Excerto do texto →

>>>

Esta foi a forma que a IL escolheu para comemorar o Dia dos Trabalhadores: um outdoor gigante para tentar demonstrar que o problema dos baixos rendimentos dos trabalhadores portugueses não decorre dos baixos salários praticados, com metade da população activa a auferir vencimentos a rondar o salário mínimo, ou por lá perto, mas sim dos elevados impostos pagos em sede de IRS.
Dando de barato a inconstitucionalidade evidente – a Constituição estabelece como regra a progressividade fiscal – um olhar atento para os números apresentados é suficiente para perceber o ridículo e a demagogia da proposta. Quem aufere o salário mínimo não paga IRS: logo aí temos 44% dos contribuintes para quem esta proposta nada melhora na sua situação financeira. O que lhes valeria era um aumento do salário mínimo, que continua a ser o mais baixo da Europa Ocidental, mas disso os liberais, que prezam muito os interesses de quem lhes paga os outdoors dispendiosos, não querem nem ouvir falar.
Depois, os que ganham mil euros. Já estão acima da mediana dos salários pagos em Portugal, que andará à volta dos 900 euros – outra vez os baixos salários! – mas mesmo assim a proposa liberal apenas lhes garante mais 11 euros mensais. Será com isso que irão mudar de vida?

<<<

Requisitos do exercício → Apresente, tal como aparece no texto sobre o outdoor da IL, a passagem que começa em "Depois, os que" e continua até "mudar de vida?".

[Listagem de indicação de objetos nomeados]
>>>

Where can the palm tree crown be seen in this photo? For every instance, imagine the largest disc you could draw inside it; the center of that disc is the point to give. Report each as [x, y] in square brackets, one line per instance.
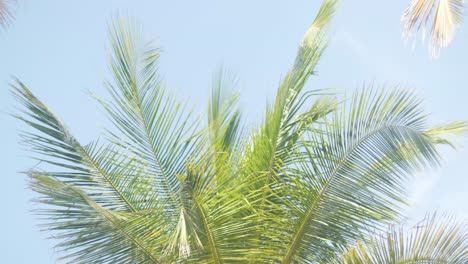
[6, 12]
[318, 181]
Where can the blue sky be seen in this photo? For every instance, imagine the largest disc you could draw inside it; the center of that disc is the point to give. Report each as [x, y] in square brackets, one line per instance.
[58, 48]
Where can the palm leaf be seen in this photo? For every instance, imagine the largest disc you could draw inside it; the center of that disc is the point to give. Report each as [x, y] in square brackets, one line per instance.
[434, 240]
[6, 12]
[443, 16]
[354, 173]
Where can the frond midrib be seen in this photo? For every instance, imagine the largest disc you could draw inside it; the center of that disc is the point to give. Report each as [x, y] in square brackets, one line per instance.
[299, 234]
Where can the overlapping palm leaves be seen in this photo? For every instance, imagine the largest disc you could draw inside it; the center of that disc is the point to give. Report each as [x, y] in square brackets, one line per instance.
[442, 16]
[310, 182]
[6, 12]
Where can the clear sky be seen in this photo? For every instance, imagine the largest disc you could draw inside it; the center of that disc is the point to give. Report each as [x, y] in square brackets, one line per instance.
[58, 48]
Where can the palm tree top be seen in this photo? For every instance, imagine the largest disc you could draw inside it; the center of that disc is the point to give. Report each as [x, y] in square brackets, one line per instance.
[314, 182]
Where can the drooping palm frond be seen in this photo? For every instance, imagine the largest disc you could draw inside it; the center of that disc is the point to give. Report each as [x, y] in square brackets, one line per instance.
[6, 12]
[92, 195]
[311, 180]
[433, 240]
[442, 16]
[354, 173]
[153, 123]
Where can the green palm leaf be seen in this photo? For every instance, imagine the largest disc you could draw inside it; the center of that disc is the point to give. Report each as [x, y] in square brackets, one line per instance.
[6, 12]
[312, 179]
[433, 240]
[354, 173]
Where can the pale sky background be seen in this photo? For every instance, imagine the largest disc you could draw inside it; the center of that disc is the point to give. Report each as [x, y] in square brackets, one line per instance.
[58, 49]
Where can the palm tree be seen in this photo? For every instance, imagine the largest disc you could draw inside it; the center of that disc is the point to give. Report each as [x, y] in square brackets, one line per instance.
[318, 181]
[6, 12]
[443, 16]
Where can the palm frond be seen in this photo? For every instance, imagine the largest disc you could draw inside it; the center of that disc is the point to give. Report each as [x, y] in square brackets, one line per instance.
[6, 12]
[90, 233]
[434, 240]
[284, 123]
[354, 173]
[153, 123]
[443, 16]
[223, 116]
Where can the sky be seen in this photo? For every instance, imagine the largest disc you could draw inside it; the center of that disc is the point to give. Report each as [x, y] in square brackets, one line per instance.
[58, 48]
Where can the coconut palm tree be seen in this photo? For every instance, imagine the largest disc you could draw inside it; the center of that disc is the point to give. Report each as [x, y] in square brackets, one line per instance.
[319, 180]
[442, 16]
[6, 12]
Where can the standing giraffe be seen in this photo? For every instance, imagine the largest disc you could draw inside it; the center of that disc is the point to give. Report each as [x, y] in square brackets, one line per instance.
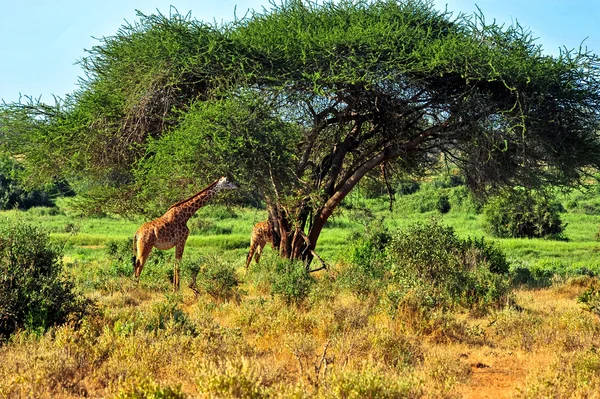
[262, 233]
[170, 230]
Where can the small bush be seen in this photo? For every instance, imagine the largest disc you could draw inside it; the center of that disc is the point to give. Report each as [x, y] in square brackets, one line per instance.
[120, 254]
[290, 281]
[443, 204]
[431, 260]
[34, 292]
[366, 269]
[217, 279]
[523, 214]
[150, 390]
[590, 299]
[407, 187]
[167, 315]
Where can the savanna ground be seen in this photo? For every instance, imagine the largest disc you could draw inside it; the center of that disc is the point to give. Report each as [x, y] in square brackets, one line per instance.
[249, 342]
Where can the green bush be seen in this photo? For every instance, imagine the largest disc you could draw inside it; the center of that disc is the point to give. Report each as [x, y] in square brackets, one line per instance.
[429, 259]
[367, 267]
[443, 204]
[34, 292]
[290, 281]
[590, 299]
[521, 213]
[14, 195]
[216, 278]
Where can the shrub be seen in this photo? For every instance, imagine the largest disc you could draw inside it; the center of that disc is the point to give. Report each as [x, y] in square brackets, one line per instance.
[290, 281]
[443, 204]
[147, 389]
[429, 259]
[120, 254]
[168, 315]
[366, 269]
[216, 278]
[34, 292]
[590, 299]
[13, 194]
[521, 213]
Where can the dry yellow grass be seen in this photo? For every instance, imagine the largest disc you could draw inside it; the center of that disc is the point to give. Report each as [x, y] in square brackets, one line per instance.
[143, 343]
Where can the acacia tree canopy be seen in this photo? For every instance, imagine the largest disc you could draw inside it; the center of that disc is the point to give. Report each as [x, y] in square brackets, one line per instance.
[299, 102]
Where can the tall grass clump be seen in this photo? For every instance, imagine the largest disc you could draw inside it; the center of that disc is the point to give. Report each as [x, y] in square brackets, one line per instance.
[523, 214]
[35, 293]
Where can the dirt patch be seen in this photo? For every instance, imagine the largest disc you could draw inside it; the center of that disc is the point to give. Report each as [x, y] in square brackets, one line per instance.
[498, 374]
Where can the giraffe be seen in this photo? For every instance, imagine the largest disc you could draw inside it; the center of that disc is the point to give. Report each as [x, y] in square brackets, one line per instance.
[262, 233]
[170, 230]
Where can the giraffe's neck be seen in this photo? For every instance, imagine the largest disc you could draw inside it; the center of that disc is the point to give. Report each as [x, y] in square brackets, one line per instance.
[186, 208]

<<<

Resposta à tarefa →
Depois, os que ganham mil euros. Já estão acima da mediana dos salários pagos em Portugal, que andará à volta dos 900 euros – outra vez os baixos salários! – mas mesmo assim a proposa liberal apenas lhes garante mais 11 euros mensais. Será com isso que irão mudar de vida?